* [Document section]:
*****

Sadly, I don’t think red dwarfs have much of a future.
Thanks Bruce, Graham and John; much to chew on and great refs.
BTW, on reflection I’m decreasingly concerned about the various overrun scenarios. Marauders and their proxies are famously susceptible to honor challenges. We just lure them to the Los Angeles area for a winner-take-all intellectual showdown at which (leveraging James Randi’s card-forcing expertise) we get them to select John, Terry Tao, and Sean Carroll as their random opposition. (OK, plus maybe a 4th person coming off the bench to cover sports trivia and British 70’s punk bands.) The poor buggers will never know what hit them.
Graham wrote:
I think they have a great future, starting around 100 billion years from now when all other stars will have burnt out. They will last 10 trillion years. I can’t believe that such useful sources of energy, lasting for such a long time, will fail to be exploited! Your comment on how every niche gets filled is relevant here.
I’m really disappointed by the short-term thinking of some comments here.
I never said that red dwarfs were important in the short term.
Okay, I stated point 1) too narrowly. I probably should have said that the speed advantage is only worth the extra nuisance in invasions, wars, and other speed competitions.
(The situation you describe sounds like sending your kids off to Europe—but they’re really invading another, most likely already occupied, galaxy. There will be competition between them and other invaders from our galaxy, and also competition with civilizations in that other galaxy.)
Graham: that’s a very good and clear explanation of some of the issues, including some new ones (to this discussion anyway).

*****

* [Material supplied]:
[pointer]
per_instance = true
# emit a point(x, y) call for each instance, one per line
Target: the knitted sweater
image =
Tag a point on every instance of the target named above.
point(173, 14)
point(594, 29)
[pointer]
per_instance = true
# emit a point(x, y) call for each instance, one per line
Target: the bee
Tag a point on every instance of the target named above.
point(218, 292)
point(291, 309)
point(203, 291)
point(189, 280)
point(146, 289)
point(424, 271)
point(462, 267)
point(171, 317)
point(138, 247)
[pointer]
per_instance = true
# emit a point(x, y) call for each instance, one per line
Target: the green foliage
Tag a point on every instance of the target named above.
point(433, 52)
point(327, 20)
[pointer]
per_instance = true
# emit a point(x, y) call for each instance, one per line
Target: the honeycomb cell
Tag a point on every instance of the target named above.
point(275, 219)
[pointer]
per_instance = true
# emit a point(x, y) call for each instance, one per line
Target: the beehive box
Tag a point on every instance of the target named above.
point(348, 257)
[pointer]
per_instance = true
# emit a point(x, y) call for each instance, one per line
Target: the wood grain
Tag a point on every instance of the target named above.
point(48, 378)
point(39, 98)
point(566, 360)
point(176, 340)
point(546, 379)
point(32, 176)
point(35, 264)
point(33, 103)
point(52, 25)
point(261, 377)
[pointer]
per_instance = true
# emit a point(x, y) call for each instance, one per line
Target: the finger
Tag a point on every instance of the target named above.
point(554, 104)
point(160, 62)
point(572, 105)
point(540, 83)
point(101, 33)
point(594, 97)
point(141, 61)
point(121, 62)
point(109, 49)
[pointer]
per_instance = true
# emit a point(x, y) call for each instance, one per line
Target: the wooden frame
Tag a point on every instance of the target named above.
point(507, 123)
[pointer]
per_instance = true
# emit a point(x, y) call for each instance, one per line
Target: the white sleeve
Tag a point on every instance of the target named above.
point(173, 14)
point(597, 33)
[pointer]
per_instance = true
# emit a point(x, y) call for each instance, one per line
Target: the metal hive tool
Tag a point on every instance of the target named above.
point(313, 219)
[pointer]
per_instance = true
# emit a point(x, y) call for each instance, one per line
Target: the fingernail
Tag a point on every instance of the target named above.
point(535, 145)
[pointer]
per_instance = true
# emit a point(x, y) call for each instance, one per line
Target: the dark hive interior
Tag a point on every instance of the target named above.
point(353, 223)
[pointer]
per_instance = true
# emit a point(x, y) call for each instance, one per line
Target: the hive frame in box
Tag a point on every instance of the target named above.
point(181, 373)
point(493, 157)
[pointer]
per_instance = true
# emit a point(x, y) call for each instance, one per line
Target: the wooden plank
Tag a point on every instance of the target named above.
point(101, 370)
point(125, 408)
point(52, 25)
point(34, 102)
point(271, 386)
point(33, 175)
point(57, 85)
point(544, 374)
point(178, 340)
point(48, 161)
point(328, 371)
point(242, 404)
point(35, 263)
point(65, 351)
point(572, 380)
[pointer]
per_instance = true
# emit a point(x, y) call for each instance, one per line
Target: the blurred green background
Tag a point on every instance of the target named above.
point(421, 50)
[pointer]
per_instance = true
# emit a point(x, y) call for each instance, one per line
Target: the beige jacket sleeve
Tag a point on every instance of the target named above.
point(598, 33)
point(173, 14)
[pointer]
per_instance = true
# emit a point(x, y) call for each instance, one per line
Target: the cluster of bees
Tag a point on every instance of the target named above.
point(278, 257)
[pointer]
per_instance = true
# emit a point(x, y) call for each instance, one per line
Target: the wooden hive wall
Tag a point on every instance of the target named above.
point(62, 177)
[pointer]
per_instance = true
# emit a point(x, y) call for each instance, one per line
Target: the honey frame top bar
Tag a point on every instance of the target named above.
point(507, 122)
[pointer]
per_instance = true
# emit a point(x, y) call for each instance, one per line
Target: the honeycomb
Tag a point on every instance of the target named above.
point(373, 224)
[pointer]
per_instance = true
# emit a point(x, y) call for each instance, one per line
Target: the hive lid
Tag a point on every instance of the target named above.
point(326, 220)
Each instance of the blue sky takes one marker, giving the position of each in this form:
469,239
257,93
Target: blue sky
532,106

*****

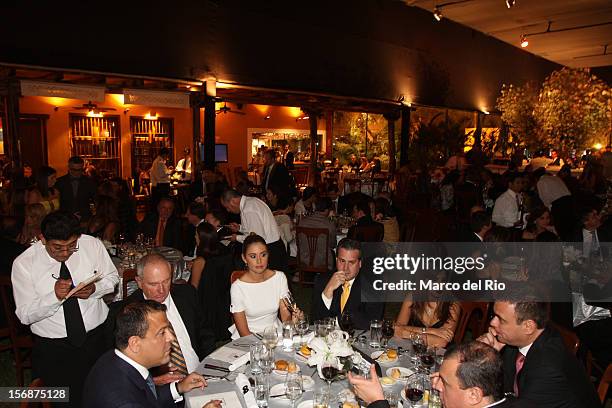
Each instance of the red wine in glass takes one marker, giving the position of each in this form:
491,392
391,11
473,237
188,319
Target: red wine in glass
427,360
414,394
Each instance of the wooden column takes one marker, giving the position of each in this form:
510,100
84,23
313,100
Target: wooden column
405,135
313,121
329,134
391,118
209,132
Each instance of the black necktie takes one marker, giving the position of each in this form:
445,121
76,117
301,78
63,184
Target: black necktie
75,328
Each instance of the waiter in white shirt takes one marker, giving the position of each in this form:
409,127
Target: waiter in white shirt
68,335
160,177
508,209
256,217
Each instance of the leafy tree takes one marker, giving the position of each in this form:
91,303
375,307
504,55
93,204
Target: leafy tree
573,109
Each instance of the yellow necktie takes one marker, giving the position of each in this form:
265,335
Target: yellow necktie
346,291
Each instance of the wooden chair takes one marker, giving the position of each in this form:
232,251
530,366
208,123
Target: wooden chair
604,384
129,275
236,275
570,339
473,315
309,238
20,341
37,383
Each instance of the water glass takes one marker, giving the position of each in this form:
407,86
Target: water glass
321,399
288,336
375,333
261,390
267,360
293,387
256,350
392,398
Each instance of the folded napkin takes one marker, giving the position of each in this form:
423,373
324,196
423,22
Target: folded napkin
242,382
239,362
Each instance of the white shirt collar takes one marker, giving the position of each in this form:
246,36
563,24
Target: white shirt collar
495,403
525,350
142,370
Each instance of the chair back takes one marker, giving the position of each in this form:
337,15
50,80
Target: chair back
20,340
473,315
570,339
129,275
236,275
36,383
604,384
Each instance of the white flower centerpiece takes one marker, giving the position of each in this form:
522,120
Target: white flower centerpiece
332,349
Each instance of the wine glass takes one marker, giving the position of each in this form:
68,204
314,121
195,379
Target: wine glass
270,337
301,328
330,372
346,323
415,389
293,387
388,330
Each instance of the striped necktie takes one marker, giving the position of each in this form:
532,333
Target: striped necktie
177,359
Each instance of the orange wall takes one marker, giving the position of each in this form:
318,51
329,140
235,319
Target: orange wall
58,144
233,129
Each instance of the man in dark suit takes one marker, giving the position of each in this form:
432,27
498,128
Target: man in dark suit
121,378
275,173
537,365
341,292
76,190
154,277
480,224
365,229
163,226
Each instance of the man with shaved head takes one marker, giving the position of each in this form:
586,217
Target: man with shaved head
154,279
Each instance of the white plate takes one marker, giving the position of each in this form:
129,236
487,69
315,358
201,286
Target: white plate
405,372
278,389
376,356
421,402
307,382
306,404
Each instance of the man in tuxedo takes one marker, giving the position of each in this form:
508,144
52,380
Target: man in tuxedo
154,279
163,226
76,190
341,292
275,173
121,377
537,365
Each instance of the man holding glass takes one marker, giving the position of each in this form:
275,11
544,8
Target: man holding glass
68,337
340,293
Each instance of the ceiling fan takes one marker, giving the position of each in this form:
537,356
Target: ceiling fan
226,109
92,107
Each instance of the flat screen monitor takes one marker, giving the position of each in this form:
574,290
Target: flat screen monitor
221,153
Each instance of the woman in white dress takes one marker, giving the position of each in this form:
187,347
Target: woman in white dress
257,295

*****

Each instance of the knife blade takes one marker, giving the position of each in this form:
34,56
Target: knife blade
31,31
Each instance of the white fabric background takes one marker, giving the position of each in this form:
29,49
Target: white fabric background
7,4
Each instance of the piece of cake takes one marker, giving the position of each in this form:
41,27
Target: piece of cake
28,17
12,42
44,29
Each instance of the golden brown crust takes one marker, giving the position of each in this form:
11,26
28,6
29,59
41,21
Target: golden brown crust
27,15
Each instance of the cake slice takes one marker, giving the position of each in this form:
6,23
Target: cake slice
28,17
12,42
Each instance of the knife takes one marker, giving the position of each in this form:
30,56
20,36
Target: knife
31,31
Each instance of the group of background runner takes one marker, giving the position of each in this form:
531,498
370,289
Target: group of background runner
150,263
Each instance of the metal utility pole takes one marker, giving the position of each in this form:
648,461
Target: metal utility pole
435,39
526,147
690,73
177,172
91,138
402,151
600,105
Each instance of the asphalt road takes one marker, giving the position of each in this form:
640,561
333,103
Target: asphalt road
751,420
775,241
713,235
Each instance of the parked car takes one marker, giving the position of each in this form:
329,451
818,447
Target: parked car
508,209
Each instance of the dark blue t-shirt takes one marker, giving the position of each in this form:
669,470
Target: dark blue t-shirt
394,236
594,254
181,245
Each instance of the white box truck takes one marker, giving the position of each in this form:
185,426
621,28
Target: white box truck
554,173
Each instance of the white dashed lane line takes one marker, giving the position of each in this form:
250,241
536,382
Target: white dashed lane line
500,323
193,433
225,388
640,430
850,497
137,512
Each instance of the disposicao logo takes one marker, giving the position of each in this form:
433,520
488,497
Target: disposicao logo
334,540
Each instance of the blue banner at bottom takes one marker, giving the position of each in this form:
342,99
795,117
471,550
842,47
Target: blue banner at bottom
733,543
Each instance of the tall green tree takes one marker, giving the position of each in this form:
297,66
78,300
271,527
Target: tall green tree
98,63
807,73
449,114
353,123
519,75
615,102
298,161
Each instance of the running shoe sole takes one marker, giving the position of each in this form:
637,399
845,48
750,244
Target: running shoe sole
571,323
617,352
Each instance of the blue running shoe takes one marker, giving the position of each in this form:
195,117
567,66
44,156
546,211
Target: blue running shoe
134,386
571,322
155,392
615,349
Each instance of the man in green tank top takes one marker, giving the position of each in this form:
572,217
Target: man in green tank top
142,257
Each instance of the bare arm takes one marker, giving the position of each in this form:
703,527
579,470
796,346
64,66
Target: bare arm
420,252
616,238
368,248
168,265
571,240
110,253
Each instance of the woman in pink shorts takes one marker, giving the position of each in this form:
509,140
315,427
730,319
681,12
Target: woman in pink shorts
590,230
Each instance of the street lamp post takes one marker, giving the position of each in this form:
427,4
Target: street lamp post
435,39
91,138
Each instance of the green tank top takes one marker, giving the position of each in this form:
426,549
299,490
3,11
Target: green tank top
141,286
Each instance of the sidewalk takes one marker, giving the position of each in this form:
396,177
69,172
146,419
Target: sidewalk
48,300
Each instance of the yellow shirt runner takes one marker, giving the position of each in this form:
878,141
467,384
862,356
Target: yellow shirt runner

*****

* [Prompt]: According to Graham in the forum discussion about red dwarfs, how long will red dwarfs last?

* [Result of this task]: 10 trillion years.